Annotated photo localization data
━━━━
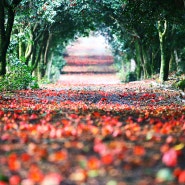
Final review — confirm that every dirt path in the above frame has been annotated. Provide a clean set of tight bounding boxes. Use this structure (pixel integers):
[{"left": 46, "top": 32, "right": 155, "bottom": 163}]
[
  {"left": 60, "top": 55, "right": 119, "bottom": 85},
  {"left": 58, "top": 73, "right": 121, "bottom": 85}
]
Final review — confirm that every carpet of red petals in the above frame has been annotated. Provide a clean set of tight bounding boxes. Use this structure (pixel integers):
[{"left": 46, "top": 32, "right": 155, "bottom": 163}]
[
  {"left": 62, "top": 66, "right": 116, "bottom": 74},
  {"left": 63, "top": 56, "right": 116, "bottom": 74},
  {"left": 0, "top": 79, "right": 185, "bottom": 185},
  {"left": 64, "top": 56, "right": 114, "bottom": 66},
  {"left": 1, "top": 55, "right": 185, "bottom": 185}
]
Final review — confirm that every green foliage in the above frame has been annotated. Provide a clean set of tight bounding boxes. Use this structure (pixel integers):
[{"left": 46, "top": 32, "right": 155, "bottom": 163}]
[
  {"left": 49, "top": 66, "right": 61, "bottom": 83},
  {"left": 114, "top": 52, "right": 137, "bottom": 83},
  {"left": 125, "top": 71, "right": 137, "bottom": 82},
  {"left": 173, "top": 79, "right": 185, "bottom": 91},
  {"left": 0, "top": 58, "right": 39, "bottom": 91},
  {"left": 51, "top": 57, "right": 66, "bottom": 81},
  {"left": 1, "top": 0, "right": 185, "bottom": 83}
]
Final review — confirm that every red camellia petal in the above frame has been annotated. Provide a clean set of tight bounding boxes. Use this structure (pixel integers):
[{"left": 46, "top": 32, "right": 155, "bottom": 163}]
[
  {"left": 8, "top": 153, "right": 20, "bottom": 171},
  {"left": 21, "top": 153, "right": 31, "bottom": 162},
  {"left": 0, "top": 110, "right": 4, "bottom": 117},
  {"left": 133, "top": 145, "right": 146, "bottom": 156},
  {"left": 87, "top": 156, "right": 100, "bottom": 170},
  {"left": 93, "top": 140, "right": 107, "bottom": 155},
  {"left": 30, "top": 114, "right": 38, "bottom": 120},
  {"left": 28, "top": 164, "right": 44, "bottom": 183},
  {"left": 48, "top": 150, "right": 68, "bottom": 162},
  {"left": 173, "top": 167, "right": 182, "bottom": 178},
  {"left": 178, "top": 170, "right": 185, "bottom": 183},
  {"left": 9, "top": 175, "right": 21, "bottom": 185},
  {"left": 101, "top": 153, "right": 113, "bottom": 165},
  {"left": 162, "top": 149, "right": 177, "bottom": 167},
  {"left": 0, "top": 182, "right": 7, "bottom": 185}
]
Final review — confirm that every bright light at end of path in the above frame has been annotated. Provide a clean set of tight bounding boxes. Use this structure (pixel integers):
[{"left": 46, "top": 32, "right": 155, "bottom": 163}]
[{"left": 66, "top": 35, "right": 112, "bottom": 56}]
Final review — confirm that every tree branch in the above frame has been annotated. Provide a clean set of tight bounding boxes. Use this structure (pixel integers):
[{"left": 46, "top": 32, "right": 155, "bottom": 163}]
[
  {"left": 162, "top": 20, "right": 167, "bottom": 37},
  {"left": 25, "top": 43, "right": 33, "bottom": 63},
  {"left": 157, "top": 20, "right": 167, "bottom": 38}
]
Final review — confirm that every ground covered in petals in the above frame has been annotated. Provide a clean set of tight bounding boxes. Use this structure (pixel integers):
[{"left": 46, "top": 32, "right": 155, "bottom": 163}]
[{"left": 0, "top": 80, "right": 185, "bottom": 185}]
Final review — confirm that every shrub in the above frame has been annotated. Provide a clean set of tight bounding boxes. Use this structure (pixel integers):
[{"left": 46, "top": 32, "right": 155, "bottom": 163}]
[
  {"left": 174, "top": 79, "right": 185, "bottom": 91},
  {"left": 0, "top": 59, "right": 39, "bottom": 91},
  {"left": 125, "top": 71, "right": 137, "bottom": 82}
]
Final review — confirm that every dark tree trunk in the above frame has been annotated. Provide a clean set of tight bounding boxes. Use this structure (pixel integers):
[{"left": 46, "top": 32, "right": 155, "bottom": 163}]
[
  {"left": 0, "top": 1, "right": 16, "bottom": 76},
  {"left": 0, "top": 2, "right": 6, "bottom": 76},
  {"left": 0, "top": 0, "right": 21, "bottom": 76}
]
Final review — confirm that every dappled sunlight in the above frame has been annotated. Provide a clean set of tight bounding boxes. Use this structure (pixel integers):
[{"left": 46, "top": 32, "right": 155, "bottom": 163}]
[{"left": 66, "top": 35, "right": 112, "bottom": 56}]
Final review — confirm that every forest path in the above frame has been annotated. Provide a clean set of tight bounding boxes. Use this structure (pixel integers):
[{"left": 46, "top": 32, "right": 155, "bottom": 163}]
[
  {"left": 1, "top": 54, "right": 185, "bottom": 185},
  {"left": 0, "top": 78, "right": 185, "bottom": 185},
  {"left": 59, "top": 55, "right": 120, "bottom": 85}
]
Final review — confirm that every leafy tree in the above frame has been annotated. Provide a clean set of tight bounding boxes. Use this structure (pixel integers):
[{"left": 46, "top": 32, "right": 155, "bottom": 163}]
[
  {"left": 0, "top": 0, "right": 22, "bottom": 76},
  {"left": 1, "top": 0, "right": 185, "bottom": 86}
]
━━━━
**Assigned task**
Only lines belong in the copy: transcribe those from the start of the data through the line that contains "Final review — confirm that every green", and skip the pictures.

**Solution for this task**
Final review — confirm that every dirt path in the above frame has been annotated. Provide a clean set of tight bounding boxes. Use this structure (pixel integers):
[{"left": 46, "top": 32, "right": 155, "bottom": 163}]
[
  {"left": 60, "top": 55, "right": 119, "bottom": 85},
  {"left": 58, "top": 73, "right": 121, "bottom": 85}
]
Final review — confirm that every carpet of red petals in the above frame has been annotated. Provide a clean set of tight bounding boxes. Use this structure (pixel integers):
[{"left": 46, "top": 32, "right": 155, "bottom": 163}]
[
  {"left": 62, "top": 66, "right": 116, "bottom": 74},
  {"left": 63, "top": 56, "right": 116, "bottom": 74},
  {"left": 0, "top": 79, "right": 185, "bottom": 185},
  {"left": 64, "top": 56, "right": 114, "bottom": 66},
  {"left": 1, "top": 55, "right": 185, "bottom": 185}
]
Final review — confirm that every green foliage in the above frame has been annotated. Provide a clean set of tight bounding boxes. Use this structure (pixel integers):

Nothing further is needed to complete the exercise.